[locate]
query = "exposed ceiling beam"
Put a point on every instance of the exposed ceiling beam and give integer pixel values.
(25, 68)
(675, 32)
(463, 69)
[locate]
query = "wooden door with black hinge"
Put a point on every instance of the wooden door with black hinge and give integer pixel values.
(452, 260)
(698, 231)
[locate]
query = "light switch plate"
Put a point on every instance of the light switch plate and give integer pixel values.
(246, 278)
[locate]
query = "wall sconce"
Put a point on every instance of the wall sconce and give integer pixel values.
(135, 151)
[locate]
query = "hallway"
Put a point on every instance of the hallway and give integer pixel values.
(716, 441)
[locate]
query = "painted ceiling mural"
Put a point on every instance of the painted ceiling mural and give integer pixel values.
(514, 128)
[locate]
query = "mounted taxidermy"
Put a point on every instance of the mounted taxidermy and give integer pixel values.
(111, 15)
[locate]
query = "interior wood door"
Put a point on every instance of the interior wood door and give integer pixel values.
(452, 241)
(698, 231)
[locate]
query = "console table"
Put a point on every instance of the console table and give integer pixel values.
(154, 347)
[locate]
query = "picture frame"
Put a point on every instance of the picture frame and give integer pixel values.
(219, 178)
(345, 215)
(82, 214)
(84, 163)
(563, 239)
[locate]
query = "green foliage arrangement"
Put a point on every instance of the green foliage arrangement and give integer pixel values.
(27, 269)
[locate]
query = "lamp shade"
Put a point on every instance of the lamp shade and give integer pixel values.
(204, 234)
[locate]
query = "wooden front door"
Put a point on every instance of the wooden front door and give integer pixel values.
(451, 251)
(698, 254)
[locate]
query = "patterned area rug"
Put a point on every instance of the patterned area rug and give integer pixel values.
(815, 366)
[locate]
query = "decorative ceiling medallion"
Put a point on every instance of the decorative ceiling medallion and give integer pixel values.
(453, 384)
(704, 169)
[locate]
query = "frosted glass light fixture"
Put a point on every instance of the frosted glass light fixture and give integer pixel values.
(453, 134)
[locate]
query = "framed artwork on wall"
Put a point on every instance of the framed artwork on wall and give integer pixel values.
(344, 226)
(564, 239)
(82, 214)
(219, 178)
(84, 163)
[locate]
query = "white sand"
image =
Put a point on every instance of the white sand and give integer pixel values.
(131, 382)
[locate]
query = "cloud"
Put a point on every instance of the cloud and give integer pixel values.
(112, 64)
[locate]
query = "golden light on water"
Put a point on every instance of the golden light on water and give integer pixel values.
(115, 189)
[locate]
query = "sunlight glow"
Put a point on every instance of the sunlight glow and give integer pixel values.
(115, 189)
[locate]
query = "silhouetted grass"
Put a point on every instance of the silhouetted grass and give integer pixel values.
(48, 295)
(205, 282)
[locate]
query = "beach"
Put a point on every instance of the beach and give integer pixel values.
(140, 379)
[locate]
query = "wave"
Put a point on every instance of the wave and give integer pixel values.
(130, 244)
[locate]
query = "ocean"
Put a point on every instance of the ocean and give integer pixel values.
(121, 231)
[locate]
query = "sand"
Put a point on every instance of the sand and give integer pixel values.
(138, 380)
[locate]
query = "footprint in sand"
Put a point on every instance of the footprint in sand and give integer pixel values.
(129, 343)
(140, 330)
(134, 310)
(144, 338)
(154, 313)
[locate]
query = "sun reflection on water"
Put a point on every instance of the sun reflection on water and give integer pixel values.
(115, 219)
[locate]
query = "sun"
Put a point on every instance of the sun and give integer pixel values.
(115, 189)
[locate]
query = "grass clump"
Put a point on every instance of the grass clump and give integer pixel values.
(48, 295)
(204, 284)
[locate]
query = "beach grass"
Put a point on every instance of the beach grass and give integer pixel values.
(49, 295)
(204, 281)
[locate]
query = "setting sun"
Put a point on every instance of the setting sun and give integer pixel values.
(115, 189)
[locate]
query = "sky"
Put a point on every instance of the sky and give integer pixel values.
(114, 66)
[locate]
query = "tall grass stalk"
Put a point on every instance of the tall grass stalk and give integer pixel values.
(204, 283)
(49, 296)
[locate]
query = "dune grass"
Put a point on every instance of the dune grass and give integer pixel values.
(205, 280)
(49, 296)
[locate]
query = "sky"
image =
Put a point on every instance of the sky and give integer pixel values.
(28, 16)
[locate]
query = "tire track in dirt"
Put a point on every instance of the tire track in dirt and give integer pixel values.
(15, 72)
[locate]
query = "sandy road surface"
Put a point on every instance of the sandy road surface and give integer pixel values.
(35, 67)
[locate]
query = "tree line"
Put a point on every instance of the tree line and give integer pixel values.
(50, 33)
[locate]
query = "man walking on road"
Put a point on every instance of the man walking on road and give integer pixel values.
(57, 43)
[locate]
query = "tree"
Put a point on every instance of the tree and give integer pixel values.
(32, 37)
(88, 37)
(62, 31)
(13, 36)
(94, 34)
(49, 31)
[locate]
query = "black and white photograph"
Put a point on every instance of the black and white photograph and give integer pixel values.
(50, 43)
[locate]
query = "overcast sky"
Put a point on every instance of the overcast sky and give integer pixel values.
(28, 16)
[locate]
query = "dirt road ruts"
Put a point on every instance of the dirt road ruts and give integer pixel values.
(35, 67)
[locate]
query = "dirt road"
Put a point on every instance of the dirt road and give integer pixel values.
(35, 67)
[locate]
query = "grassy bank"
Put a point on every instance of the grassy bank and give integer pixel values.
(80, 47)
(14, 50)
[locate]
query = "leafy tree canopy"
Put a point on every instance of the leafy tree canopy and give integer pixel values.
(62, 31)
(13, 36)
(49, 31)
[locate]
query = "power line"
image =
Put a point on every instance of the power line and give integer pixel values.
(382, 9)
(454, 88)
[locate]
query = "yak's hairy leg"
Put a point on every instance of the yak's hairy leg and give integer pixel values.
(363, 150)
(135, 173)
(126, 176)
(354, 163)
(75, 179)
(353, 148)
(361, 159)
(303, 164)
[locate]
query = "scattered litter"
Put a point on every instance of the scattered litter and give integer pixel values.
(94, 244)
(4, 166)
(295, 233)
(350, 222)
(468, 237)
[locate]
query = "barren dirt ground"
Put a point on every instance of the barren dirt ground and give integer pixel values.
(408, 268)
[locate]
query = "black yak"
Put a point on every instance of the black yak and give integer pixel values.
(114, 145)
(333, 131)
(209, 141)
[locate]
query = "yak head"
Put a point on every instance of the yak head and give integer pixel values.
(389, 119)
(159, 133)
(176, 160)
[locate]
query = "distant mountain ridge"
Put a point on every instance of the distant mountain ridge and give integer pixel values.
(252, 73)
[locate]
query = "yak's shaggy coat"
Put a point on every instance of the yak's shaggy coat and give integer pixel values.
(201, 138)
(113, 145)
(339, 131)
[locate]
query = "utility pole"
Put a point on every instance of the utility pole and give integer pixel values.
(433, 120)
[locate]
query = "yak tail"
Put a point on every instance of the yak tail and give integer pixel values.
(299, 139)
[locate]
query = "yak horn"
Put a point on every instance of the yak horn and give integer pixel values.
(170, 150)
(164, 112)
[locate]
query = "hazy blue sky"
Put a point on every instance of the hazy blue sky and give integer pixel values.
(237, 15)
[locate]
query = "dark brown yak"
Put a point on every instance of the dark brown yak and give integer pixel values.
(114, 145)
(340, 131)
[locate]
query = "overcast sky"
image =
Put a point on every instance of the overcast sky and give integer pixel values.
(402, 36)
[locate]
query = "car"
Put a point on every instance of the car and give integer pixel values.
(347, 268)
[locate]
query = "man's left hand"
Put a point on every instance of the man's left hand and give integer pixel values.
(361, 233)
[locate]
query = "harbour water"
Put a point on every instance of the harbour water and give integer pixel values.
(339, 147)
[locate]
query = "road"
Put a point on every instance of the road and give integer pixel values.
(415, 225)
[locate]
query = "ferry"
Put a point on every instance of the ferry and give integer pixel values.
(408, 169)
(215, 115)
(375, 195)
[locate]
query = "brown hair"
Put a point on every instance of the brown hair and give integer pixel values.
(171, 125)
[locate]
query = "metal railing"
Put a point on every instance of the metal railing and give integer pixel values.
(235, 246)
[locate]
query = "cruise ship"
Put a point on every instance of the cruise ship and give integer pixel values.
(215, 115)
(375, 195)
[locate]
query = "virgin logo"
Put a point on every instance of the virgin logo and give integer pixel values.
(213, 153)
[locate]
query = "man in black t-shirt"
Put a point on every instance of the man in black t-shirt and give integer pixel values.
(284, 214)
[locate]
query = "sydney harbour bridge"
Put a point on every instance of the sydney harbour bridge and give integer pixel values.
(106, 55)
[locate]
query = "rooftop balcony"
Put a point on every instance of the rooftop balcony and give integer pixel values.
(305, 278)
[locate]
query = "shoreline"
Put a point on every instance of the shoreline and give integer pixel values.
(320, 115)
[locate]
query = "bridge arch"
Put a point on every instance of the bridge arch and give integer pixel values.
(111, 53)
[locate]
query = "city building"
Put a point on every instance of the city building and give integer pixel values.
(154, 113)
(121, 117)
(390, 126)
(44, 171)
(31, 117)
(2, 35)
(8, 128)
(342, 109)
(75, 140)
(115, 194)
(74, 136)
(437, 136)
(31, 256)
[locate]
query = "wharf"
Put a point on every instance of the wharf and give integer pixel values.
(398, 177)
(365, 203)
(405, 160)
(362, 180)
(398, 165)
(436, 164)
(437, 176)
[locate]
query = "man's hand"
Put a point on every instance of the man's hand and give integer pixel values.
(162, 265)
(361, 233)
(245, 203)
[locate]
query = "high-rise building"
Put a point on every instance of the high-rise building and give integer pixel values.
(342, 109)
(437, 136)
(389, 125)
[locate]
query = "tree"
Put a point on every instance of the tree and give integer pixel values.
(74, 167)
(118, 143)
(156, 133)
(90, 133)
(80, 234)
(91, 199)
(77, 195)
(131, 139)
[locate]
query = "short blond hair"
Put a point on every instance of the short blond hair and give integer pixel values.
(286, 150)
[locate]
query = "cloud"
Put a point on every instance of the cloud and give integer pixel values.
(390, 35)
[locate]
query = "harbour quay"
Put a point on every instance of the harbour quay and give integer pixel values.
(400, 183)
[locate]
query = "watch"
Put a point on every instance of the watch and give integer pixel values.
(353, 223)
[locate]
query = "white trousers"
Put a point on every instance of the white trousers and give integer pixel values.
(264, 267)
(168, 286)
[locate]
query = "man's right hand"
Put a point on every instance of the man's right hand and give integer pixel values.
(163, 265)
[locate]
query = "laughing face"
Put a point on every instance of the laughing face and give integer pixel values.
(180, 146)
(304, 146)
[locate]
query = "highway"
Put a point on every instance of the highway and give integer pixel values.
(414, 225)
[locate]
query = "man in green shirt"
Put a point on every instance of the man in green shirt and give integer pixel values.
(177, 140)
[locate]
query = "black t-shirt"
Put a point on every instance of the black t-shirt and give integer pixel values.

» Aim of the exercise
How many lines of the material above contain the string "shade"? Case counts. Give only the number.

» The completed task
2